#### Supplied text ####

# Site hacked, had to ditch a day of posts to be safe



## sand flea (Oct 24, 1999)

Hey everyone, sorry about all the downtime today. BubbaHoTep had the presence of mind to call me this afternoon when he noticed that two new admins were knocking around the site. Long story short, two separate admin accounts were established earlier this morning...and I hadn't created them.

I had two options: remove some files on the backend that they used to get in and hope for the best, or roll back to the last good backup before they got in. While there is no evidence that any malware or anything else was installed I played it safe and used the last known backup before they got in. That means that everything on the site since Sunday is gone--posts, PMs, pics. I'm really sorry about that but I felt like it was the right thing to do given the potential nastiness they could get up to. I'd rather play it safe than end up with more headaches down the line.

We're probably okay but some sites have been hit harder than others and haven't been able to scrub this mess out on the first attempt. I've done a lot on the backend to clear things up, but there are hundreds of forums all over the internet falling to this hack and the idiots behind them sometimes leave back doors to cause more trouble. Again, I think we're okay but I'll have to watch it closely in the next few days.


----------



## dudeondacouch (Apr 6, 2010)

My super secret admin accounts are gone? Curses!


----------



## NC KingFisher (Nov 20, 2011)

Solid did it. Dang nerds


----------



## solid7 (Dec 31, 2010)

Yes, I did. I made you co-super-duper admin. But you had to blow it by changing Shooter's avatar to a sheep in a burlesque outfit. I told you that you're the only one that thinks that **** is funny...


----------



## dudeondacouch (Apr 6, 2010)

I was just about to change the settings so everyone could have animated avatars, too.

It was gonna be AWESOME!


----------



## sand flea (Oct 24, 1999)

I guess we were due. P&S has been around since 1999 without a single successful attack (if you don't count my monkeying around with things and bringing the site down ). Guess our luck ran out. Ugh...I'm beat. Don't hesitate to shoot me a PM if any of you see weird stuff going on.


----------



## dudeondacouch (Apr 6, 2010)

sand flea said:


> ...if any of you see weird stuff going on.


I haven't seen any RiverRig threads posted today. :spooky:


----------



## solid7 (Dec 31, 2010)

Now that you mention it, I did see where a bunch of people were being nice to a complete douche, for no good reason. Heck, usually people around here act like a complete douche to nice people. I tried to help them get in the right frame of mind, but then the site went down.

Wait, that's just me that does that, isn't it?


----------



## solid7 (Dec 31, 2010)

#### Materials provided ####

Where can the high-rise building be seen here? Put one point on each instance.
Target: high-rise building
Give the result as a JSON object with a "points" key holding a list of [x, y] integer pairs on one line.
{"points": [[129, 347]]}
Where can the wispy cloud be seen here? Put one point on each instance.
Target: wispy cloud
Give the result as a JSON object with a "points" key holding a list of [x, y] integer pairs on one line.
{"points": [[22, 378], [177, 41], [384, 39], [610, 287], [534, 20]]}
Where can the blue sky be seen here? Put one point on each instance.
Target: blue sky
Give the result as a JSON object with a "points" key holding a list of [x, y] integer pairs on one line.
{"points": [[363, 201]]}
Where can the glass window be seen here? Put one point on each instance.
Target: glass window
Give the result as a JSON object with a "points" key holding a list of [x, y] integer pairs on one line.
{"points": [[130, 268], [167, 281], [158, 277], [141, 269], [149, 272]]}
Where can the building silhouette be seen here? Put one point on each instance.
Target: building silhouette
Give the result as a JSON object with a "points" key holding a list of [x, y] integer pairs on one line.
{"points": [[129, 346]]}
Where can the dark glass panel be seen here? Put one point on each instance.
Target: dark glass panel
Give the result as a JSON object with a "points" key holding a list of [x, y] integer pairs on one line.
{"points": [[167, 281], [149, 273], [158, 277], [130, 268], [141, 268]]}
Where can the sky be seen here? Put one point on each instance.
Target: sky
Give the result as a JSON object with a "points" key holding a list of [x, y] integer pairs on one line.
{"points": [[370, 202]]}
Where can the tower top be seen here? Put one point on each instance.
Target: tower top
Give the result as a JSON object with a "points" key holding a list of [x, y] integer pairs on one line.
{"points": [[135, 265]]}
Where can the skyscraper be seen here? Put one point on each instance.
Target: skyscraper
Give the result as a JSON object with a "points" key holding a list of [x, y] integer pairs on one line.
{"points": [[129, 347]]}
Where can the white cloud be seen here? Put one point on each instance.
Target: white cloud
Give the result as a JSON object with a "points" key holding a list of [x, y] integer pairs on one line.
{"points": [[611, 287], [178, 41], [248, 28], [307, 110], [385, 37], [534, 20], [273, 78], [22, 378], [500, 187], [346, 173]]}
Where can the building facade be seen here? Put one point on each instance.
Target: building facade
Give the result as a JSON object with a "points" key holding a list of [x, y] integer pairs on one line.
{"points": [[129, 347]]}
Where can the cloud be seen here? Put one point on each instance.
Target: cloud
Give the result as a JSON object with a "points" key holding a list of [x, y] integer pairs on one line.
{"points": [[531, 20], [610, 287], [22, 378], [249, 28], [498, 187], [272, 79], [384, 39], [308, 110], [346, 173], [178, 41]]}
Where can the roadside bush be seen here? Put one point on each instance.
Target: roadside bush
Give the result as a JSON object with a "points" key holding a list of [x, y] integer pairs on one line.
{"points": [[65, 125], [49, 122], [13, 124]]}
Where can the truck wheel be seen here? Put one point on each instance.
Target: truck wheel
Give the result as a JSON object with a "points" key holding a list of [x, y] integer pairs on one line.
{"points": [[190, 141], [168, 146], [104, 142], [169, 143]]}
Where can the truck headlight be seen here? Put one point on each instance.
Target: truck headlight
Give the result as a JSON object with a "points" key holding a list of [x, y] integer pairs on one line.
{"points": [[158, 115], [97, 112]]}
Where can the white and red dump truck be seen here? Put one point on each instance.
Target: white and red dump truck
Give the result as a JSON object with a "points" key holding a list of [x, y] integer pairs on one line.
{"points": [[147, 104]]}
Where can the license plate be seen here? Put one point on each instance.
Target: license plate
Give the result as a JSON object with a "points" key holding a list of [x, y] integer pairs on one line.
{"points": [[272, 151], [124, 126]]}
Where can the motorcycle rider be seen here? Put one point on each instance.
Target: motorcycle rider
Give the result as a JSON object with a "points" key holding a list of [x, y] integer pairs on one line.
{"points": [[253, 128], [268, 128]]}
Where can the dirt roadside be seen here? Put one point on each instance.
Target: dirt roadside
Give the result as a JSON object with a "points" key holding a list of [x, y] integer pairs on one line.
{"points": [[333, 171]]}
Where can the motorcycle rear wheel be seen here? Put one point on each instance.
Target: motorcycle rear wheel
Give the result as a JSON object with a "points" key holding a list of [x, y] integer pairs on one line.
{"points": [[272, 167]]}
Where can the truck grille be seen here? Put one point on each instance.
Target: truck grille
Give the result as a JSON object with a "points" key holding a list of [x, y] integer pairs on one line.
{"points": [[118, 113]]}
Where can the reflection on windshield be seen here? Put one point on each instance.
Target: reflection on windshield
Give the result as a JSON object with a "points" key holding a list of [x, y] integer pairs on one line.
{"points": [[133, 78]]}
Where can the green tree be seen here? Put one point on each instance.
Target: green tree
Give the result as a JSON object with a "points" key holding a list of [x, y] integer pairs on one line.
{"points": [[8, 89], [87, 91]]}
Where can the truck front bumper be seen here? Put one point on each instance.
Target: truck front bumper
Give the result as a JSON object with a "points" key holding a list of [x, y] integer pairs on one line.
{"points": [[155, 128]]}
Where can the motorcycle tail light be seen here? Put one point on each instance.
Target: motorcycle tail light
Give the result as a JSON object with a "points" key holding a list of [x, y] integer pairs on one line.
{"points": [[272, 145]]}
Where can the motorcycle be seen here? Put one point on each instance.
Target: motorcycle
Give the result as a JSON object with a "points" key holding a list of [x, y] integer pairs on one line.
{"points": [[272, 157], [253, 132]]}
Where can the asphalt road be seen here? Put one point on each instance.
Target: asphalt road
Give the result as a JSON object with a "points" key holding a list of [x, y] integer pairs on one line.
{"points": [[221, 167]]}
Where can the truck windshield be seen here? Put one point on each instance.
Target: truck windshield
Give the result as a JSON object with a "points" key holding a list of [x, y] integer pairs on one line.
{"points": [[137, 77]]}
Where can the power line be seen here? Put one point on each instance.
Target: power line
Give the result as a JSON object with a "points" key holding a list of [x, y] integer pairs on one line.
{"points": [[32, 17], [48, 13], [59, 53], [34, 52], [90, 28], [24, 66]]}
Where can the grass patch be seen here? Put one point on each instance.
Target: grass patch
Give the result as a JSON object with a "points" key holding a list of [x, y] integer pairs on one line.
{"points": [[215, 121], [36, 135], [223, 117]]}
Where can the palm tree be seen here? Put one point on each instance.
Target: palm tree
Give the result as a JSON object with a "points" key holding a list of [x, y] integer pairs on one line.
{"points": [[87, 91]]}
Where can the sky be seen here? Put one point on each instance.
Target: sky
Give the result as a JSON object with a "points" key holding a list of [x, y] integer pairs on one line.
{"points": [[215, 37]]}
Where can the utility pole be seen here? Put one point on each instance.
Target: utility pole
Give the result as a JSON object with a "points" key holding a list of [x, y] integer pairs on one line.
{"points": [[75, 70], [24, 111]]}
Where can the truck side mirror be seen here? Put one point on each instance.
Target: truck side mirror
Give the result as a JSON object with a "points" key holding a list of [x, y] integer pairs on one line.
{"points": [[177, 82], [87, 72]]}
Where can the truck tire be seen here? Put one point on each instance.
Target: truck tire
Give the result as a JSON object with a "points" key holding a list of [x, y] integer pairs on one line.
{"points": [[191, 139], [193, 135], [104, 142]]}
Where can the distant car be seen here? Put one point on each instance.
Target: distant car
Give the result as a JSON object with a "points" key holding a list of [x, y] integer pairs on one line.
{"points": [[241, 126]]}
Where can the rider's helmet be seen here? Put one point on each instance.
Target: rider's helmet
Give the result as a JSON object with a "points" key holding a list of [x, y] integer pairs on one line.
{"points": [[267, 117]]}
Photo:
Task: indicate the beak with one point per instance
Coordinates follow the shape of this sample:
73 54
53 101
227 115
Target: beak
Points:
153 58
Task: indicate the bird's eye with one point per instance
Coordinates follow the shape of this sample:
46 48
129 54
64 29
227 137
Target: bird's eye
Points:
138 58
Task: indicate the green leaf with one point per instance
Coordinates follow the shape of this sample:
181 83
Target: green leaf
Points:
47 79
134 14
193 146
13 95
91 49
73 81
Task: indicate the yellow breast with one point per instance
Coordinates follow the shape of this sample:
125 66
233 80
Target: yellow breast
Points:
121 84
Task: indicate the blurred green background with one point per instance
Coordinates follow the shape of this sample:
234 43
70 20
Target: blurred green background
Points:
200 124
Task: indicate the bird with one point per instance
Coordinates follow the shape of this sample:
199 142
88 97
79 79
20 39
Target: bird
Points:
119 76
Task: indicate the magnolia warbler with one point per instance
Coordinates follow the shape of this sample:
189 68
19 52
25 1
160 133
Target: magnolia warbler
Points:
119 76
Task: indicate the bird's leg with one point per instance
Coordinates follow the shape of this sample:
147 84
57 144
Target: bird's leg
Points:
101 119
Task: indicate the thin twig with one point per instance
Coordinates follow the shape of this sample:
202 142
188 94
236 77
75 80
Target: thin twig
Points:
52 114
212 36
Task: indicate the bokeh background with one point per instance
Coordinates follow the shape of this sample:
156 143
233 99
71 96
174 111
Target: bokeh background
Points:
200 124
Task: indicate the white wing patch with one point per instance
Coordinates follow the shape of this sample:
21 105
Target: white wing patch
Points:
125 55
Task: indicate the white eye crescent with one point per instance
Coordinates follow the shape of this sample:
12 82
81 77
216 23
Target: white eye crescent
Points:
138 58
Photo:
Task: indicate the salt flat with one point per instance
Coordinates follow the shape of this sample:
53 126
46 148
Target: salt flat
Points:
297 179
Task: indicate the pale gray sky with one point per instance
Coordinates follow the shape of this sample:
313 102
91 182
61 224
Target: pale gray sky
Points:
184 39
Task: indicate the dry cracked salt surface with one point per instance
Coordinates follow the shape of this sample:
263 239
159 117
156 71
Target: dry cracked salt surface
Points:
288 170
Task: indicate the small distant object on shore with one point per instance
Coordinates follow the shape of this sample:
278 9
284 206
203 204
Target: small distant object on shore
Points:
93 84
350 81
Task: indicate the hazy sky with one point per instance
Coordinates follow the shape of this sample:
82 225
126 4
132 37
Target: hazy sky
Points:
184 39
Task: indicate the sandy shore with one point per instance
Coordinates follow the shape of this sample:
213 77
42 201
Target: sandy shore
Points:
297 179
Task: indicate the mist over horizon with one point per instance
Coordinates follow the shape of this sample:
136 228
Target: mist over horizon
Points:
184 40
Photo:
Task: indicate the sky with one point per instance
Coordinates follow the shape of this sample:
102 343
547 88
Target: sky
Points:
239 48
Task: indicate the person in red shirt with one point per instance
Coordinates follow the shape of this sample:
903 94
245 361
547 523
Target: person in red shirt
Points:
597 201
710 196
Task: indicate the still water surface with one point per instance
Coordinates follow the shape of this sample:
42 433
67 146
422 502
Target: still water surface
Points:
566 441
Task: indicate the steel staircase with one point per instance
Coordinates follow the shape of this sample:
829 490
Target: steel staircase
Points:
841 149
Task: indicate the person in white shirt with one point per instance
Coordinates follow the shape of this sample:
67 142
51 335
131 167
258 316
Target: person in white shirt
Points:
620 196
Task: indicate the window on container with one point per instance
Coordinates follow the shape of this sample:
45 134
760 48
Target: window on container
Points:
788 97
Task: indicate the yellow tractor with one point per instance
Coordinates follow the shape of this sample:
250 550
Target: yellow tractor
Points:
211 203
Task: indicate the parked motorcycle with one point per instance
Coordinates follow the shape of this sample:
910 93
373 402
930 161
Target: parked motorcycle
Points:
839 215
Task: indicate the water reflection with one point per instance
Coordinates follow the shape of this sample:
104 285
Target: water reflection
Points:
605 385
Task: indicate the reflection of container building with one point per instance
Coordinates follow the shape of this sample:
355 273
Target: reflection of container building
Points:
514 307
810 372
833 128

####

Tasks for this exercise
**A)** Which lines of the listing contain the string "gray"? Identify each one and copy it out in full.
**B)** Can you pick up the forum thread about the site hack after its last line and carry it on?
The listing has no connection to the forum thread about the site hack.

Replies
**A)**
Task: indicate the pale gray sky with one point per instance
Target: pale gray sky

**B)**
Congrats on your successful invader deflection, sandflea. Next time, let us have some fun, though, would ya?


----------



## dudeondacouch (Apr 6, 2010)

solid7 said:


> a bunch of people were being nice to a complete douche, for no good reason.


What are these internets coming to?


----------



## sand flea (Oct 24, 1999)

I once considered the worst April Fools prank ever: making EVERY user a mod for 24 hours just to watch the carnage: people erasing posts, banning each other, and causing mayhem. Then I sobered up.


----------



## dudeondacouch (Apr 6, 2010)

99% of people wouldn't even notice.


----------



## solid7 (Dec 31, 2010)

sand flea said:


> I once considered the worst April Fools prank ever: making EVERY user a mod for 24 hours just to watch the carnage: people erasing posts, banning each other, and causing mayhem. Then I sobered up.


This year, when March rolls around, I'll help you ready the backups. That would be incredible... Hell, you could even make a contest, to see who the last man standing would be. Call it 'Survivor - P&S'.

Love it.


----------



## NC KingFisher (Nov 20, 2011)

That's easy. Probably not solid, wd, dude on da couch, me, or any of those whiny Yankees


----------



## solid7 (Dec 31, 2010)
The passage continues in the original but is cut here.